| MATERIAL SHOWN |
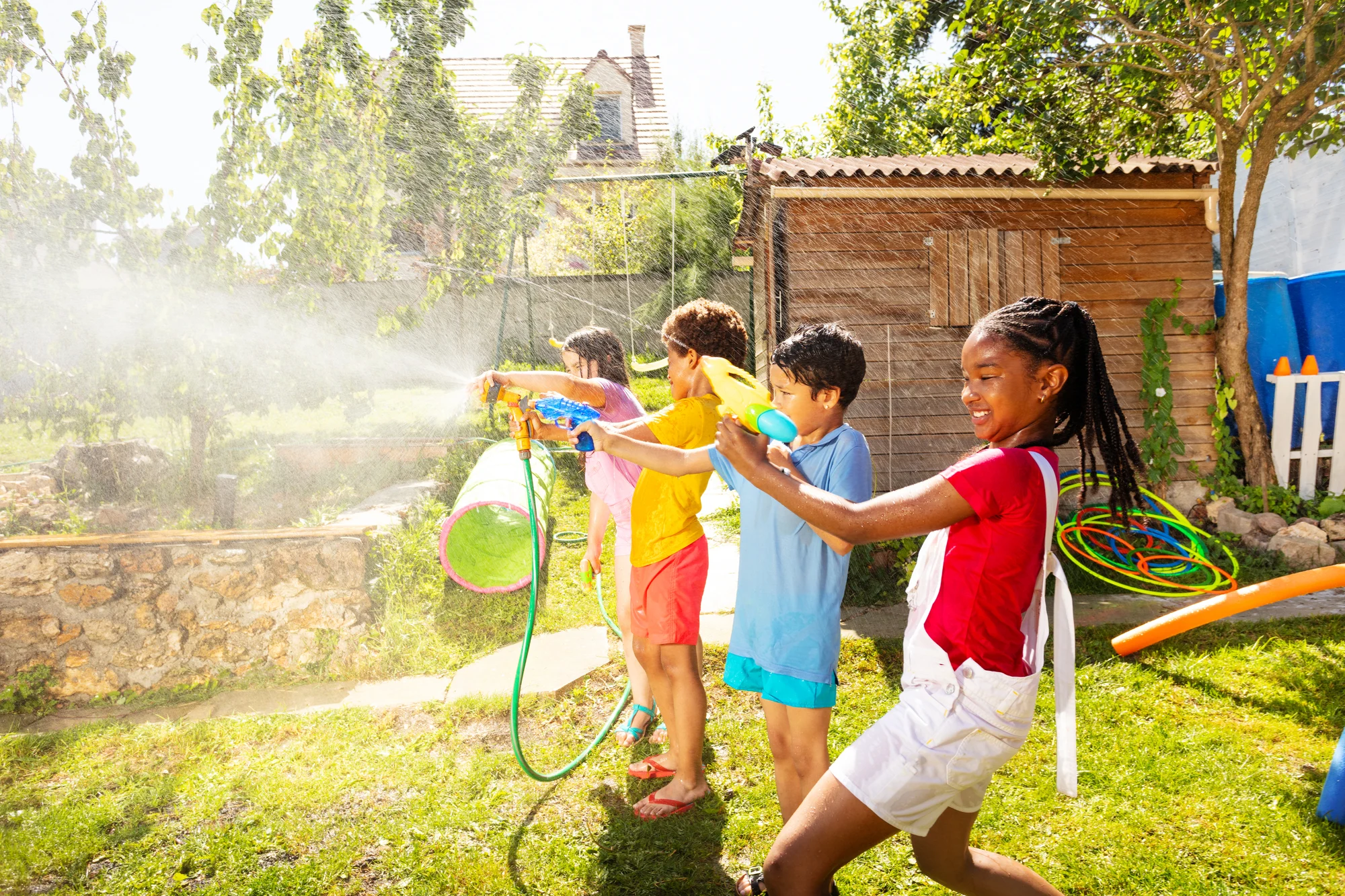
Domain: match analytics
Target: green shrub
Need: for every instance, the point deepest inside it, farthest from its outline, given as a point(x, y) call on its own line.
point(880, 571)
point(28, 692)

--

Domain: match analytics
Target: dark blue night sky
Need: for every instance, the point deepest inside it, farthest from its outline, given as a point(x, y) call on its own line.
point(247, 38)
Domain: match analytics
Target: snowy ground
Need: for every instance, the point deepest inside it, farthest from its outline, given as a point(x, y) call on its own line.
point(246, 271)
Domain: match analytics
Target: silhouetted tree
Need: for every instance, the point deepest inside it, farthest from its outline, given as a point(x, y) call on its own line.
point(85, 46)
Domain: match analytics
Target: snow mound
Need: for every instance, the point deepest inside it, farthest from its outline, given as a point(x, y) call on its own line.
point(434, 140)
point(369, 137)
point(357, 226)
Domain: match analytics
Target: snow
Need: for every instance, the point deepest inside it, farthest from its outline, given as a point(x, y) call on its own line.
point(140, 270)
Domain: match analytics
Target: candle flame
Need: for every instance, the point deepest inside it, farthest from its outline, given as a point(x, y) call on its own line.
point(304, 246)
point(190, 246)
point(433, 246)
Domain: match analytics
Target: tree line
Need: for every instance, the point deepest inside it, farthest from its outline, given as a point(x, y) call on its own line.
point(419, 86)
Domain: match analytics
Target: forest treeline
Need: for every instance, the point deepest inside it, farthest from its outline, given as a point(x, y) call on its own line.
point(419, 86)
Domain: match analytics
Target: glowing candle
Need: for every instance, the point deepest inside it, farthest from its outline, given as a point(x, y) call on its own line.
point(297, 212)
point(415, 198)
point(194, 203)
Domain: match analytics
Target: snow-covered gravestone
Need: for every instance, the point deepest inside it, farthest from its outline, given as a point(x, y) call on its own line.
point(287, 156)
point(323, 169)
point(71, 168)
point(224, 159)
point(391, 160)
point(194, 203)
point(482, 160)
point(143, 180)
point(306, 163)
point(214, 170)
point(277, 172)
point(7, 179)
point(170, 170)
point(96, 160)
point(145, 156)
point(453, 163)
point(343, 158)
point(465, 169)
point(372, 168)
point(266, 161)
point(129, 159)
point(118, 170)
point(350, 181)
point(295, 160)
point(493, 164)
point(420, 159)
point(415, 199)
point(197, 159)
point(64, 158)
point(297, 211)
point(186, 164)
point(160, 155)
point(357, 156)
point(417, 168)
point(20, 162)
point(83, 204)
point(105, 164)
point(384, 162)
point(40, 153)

---

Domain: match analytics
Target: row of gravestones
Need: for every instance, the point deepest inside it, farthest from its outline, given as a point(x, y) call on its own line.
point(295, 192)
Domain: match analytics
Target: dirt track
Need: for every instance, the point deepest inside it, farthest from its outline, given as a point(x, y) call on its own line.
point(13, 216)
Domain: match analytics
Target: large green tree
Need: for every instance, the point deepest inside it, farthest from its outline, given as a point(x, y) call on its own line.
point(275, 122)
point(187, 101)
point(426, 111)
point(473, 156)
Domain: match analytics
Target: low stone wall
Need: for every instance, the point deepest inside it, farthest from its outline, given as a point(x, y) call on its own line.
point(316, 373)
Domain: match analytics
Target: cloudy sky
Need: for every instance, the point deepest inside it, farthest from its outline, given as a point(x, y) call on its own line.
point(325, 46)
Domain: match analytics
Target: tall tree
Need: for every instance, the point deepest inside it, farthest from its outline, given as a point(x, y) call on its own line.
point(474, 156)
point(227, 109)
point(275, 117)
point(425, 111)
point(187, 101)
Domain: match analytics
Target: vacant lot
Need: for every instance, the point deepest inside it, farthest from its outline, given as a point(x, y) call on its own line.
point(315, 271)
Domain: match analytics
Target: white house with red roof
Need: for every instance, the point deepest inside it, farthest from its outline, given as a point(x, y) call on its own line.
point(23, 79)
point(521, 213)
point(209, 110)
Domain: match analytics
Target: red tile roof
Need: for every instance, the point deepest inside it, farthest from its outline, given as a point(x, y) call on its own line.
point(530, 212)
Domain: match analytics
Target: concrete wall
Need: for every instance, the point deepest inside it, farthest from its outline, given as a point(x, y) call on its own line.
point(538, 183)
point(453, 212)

| EXERCISE DIRECTIONS |
Pick out every line of the records above that holds the word "roof" and copy each one.

| EXPECTED ANSWER |
Target: white house with red roof
Target: red tile roof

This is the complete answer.